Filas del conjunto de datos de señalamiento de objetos
--------
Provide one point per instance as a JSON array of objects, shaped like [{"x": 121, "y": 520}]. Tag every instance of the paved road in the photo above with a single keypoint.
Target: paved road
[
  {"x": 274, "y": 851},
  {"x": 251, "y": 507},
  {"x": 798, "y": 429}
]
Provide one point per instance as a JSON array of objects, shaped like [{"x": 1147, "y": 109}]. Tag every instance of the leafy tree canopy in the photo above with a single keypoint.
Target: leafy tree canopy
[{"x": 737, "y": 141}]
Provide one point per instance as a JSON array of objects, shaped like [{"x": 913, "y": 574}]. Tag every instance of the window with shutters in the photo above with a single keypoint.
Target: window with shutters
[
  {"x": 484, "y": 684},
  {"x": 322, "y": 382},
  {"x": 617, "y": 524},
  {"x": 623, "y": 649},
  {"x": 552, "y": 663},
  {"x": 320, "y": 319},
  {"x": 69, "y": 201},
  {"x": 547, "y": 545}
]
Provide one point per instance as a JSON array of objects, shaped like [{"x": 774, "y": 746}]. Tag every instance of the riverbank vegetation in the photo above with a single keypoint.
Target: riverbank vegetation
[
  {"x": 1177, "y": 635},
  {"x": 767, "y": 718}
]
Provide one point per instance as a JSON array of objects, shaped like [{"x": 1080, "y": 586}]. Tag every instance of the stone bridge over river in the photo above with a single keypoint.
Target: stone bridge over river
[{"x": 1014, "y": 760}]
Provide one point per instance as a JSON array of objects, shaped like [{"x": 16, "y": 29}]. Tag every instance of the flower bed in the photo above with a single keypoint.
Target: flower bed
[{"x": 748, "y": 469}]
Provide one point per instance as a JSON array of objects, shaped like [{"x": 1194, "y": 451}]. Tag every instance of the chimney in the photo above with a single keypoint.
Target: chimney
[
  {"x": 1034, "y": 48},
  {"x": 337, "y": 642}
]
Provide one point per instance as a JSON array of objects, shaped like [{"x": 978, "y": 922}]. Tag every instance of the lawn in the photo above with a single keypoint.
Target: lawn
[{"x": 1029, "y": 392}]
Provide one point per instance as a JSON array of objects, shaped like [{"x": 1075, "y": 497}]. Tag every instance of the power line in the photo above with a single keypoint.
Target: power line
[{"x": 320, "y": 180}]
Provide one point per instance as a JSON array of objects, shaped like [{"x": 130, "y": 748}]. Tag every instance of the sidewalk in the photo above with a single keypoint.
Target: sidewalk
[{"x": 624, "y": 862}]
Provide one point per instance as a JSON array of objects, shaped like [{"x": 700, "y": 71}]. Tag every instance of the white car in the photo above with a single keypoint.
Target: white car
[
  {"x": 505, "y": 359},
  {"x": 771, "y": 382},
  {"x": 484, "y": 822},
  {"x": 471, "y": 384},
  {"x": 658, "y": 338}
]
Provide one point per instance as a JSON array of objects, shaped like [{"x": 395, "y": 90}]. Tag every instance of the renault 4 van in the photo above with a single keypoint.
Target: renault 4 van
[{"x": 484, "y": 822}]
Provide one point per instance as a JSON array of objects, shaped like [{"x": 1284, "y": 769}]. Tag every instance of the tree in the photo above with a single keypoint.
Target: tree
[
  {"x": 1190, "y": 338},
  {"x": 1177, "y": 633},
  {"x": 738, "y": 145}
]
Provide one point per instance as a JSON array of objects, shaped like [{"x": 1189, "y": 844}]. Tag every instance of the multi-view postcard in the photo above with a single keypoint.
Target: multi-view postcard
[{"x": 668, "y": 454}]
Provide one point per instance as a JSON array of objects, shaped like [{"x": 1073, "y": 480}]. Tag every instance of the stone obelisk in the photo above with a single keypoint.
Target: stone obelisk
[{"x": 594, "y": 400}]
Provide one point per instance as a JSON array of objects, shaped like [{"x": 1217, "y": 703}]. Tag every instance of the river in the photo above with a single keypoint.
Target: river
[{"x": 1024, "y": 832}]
--------
Problema planteado »
Cambia "single keypoint" por "single point" en todos los registros y vuelve a escribirlos completos sin ninguna otra modificación.

Respuesta completa »
Provide one point per instance as a JSON array of objects, shaped like [{"x": 121, "y": 520}]. Tag every instance of the paved road in the photo above with a single point.
Target: paved road
[
  {"x": 274, "y": 851},
  {"x": 251, "y": 507},
  {"x": 798, "y": 429}
]
Provide one point per instance as a JSON array of objects, shaped like [{"x": 1147, "y": 109}]. Tag every instance of the leafy tree canopy in the photo above with a single point.
Target: leafy tree canopy
[{"x": 737, "y": 141}]
Provide one point per instance as a JSON array of objects, shaped like [{"x": 913, "y": 574}]. Tag every instance of the window with shutters in the photo above with a single point.
Target: window with shutters
[
  {"x": 484, "y": 684},
  {"x": 322, "y": 382},
  {"x": 617, "y": 524},
  {"x": 623, "y": 649},
  {"x": 552, "y": 663},
  {"x": 320, "y": 319},
  {"x": 69, "y": 201},
  {"x": 547, "y": 545}
]
Provide one point per instance as a JSON array of objects, shaped like [{"x": 774, "y": 746}]. Tag every instance of the riverbank vegetation in the photo above with a single point.
Target: riverbank vegetation
[
  {"x": 1177, "y": 635},
  {"x": 767, "y": 718}
]
Provide one point per instance as a JSON array of objects, shaped like [{"x": 1080, "y": 586}]. Tag every instance of the stone bridge over river in the photo above with a single point.
Target: stone bridge over river
[{"x": 1014, "y": 760}]
Provide one point per instance as a JSON array of objects, shaped like [{"x": 16, "y": 29}]. Tag every instance of the flower bed in the photo above with a single point.
Target: flower bed
[{"x": 748, "y": 469}]
Provide one point per instance as a JSON array of objects, shaped like [{"x": 1194, "y": 451}]. Tag every instance of the chimney in the photo above with a single point.
Target: chimney
[
  {"x": 1034, "y": 48},
  {"x": 337, "y": 642}
]
Provide one point per instance as a JSON array of objects, shaped like [{"x": 978, "y": 922}]. Tag every instance of the lawn in the photo above with a single point.
Target: lawn
[{"x": 1029, "y": 392}]
Provide one point per instance as a JSON array of objects, shaped like [{"x": 1075, "y": 497}]. Tag every instance of the power line in the photo above with a single point.
Target: power line
[{"x": 320, "y": 180}]
Provide one point per instance as a JSON array of objects, shaped like [{"x": 130, "y": 748}]. Tag every instance of the sidewalk in the photo above with a single point.
Target: sidewalk
[{"x": 624, "y": 862}]
Provide one point per instance as a JSON array of objects, shaped like [{"x": 700, "y": 71}]. Tag every instance of the white car in the photo above with a single point.
Target: white car
[
  {"x": 505, "y": 359},
  {"x": 771, "y": 382},
  {"x": 484, "y": 822},
  {"x": 471, "y": 384},
  {"x": 658, "y": 338}
]
Provide one point per instance as a JSON array of objects, shaped like [{"x": 395, "y": 90}]. Tag every instance of the renault 4 van in the photo above with a single point.
Target: renault 4 van
[{"x": 484, "y": 822}]
Provide one point per instance as a JSON array of objects, shaped like [{"x": 1284, "y": 769}]. Tag every instance of the tree in the photo above with a single point.
Target: tree
[
  {"x": 1190, "y": 338},
  {"x": 1177, "y": 633},
  {"x": 738, "y": 145}
]
Provide one point per instance as a JSON array of objects, shaped like [{"x": 1189, "y": 844}]. Tag every instance of the multi-view postcard in the photo above with a single point.
Target: multi-view postcard
[{"x": 668, "y": 454}]
Provide one point per instance as a JSON array of objects, shaped like [{"x": 1073, "y": 480}]. Tag every instance of the stone obelisk in the photo above with a single point.
Target: stone obelisk
[{"x": 594, "y": 400}]
Provide one point per instance as a JSON array of objects, shaped like [{"x": 1217, "y": 703}]. Tag every instance of the river in the photo above with a single point.
Target: river
[{"x": 1024, "y": 832}]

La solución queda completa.